[Stored dataset items]
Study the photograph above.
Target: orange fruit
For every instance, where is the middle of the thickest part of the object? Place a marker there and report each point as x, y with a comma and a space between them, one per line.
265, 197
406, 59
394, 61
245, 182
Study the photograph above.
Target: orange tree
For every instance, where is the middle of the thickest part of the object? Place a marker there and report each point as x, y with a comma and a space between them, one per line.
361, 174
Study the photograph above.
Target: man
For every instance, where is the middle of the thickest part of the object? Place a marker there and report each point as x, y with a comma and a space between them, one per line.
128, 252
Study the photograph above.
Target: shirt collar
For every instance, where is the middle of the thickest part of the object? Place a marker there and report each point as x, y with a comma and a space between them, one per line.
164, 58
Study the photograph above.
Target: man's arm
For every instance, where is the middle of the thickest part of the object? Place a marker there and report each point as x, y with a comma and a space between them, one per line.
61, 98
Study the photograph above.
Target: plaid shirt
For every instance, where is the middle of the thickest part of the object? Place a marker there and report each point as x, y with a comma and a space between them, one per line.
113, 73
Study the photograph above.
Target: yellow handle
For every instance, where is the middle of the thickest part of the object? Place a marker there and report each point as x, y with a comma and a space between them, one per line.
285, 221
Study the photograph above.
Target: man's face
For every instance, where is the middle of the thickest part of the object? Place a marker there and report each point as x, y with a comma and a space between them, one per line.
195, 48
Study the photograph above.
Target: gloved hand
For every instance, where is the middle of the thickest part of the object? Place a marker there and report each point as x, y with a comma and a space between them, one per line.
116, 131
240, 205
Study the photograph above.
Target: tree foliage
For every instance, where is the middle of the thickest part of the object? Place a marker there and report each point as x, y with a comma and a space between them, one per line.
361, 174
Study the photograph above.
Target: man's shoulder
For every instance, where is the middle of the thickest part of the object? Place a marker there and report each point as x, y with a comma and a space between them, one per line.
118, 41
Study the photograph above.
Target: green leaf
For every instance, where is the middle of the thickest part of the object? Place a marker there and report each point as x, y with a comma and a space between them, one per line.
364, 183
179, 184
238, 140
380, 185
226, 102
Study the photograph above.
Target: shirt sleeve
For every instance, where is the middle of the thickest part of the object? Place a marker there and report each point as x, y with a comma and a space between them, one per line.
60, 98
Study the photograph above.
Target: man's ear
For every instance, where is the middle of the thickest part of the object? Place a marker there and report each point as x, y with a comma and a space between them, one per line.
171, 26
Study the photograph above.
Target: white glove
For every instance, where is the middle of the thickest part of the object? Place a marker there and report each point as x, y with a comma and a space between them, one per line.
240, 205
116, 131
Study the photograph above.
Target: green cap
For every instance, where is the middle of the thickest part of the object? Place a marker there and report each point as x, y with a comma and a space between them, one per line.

Exercise prompt
What the answer needs is every line from the data above with "shirt" in it.

Problem solution
Target: shirt collar
Target: plaid shirt
Target: shirt sleeve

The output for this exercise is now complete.